The exercise — Return the listing below in full, with every line exactly as it is.

----------------------------------------

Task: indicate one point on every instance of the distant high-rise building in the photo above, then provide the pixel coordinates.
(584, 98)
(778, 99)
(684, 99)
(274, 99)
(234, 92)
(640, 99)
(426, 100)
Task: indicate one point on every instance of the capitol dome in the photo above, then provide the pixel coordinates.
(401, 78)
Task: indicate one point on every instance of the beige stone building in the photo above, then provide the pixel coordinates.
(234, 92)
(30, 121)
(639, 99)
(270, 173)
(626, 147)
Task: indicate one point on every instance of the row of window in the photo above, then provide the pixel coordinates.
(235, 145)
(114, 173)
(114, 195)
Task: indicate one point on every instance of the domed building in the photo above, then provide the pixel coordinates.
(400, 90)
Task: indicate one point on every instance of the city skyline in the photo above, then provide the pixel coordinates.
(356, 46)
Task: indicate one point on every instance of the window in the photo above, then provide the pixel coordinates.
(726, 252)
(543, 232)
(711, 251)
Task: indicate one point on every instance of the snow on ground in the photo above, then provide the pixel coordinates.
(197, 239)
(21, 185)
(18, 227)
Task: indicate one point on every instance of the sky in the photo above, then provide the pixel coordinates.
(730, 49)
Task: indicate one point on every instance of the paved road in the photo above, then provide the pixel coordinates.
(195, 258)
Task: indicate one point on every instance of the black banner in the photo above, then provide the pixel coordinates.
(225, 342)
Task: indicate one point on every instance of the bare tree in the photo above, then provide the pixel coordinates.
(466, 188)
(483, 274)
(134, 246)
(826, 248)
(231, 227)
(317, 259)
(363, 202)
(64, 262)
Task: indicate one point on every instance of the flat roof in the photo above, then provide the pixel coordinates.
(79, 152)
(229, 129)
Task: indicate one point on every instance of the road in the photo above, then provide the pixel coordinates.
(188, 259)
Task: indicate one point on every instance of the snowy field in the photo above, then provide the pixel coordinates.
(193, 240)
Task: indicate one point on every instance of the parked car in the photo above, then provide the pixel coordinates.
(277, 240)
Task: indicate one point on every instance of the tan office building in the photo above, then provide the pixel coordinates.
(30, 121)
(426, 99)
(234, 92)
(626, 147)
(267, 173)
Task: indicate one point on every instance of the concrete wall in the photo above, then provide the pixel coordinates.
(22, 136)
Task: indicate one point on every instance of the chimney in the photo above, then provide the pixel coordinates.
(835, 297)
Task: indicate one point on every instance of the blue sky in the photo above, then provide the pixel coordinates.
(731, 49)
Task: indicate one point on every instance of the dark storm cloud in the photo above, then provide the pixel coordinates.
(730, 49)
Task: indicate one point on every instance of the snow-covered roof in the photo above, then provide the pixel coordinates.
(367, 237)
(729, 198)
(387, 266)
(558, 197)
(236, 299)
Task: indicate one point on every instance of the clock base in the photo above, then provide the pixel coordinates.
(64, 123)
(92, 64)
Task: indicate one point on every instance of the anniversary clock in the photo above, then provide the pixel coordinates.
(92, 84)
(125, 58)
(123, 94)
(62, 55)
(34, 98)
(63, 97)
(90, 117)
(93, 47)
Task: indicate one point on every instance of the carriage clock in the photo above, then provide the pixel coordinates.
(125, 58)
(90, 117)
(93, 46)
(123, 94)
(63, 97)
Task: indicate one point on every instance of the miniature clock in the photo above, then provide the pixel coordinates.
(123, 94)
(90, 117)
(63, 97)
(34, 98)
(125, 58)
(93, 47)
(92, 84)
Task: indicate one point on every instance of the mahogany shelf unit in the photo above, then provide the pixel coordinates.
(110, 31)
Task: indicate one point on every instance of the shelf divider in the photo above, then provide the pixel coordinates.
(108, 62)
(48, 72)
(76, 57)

----------------------------------------

Exercise response —
Task: indicate one point on every instance of the distant high-rise building in the photo above, then provide the pixel coordinates.
(584, 98)
(778, 99)
(684, 99)
(274, 99)
(234, 92)
(640, 99)
(426, 100)
Task: indicate one point on every instance of the capitol dome in the photo above, then provide the pixel coordinates.
(401, 78)
Task: indicate one point on every instance of the beige stone building in the photo above, then provide the pixel coordinates.
(234, 92)
(30, 121)
(639, 99)
(270, 173)
(626, 147)
Task: indicate one point on every instance of the row of window in the photo above, then provide the pixel coordinates.
(235, 145)
(114, 173)
(114, 195)
Task: indicate one point on every instance of the domed building in the photo above, then provide the pixel coordinates.
(400, 90)
Task: indicate one point on every instance of the city skyline in the photo above, then provide the pixel coordinates.
(356, 46)
Task: indicate one point on every instance of the window in the photo above, then provide the pixel coordinates.
(726, 252)
(543, 232)
(711, 251)
Task: indicate one point on every instance of the snow on ground in the photo above, then provide the pixel coordinates.
(197, 239)
(21, 185)
(18, 227)
Task: indicate one point on every instance of the sky in the photo above, then provide the pixel coordinates.
(730, 49)
Task: indicate one point on every instance of the paved road in the photo above, then provide the pixel coordinates.
(195, 258)
Task: indicate one point on every instance of the black banner in the photo above, then provide the pixel coordinates.
(225, 342)
Task: indicate one point on every instance of the bare tree in the photo above, then provide the pixel coordinates.
(466, 188)
(483, 274)
(134, 246)
(826, 248)
(231, 227)
(317, 259)
(363, 202)
(64, 262)
Task: indicate one point on every instance of the flat roof in the photo above, then provide the pixel coordinates.
(79, 152)
(229, 129)
Task: indicate one point on every instance of the road in the photo above, then provide the pixel coordinates.
(188, 259)
Task: indicate one point on every instance of the snowy field in the photo above, then provide the pixel coordinates.
(193, 240)
Task: indicate one point on every instance of the parked car in the photo above, then provide the pixel coordinates.
(277, 240)
Task: indicate one point on every instance of the tan office building in the photo above, then provide the pixel coordinates.
(30, 121)
(426, 99)
(234, 92)
(626, 147)
(267, 173)
Task: indicate one point on every instance of the concrete wall in the photo above, then provide the pixel coordinates.
(22, 136)
Task: indicate one point on every instance of the chimney in the photo above, then provide the pixel coordinates.
(835, 297)
Task: indicate one point on every instance of the blue sky in the photo above, then provide the pixel coordinates.
(731, 49)
Task: indicate one point on every instance of the dark storm cloud in the photo above, then provide the pixel coordinates.
(730, 49)
Task: indicate one point on every instance of the snow-covered roof in the photo above, then provide the pixel coordinates.
(367, 237)
(729, 198)
(387, 266)
(558, 197)
(236, 299)
Task: indicate one point on every instance of the clock base in the photo above, then provide the pixel coordinates.
(64, 123)
(92, 64)
Task: indicate one point on every instance of the anniversary clock in the photo above, then provide the pixel coordinates.
(92, 84)
(125, 58)
(123, 94)
(62, 55)
(34, 98)
(63, 97)
(90, 117)
(93, 47)
Task: indicate one point on every instance of the carriage clock in the photo above, then provide the pixel coordinates.
(125, 58)
(90, 117)
(93, 46)
(123, 94)
(63, 97)
Task: indicate one point on every instance of the miniature clock in the photo above, then provide the pixel coordinates.
(123, 94)
(90, 117)
(63, 97)
(34, 98)
(125, 58)
(93, 47)
(92, 84)
Task: indicate one point on every instance of the mahogany shelf unit in the photo above, then provide the pixel coordinates.
(110, 31)
Task: indicate one point on every instance of the shelf divider in the photo above, then provide the pixel coordinates.
(108, 62)
(48, 72)
(76, 57)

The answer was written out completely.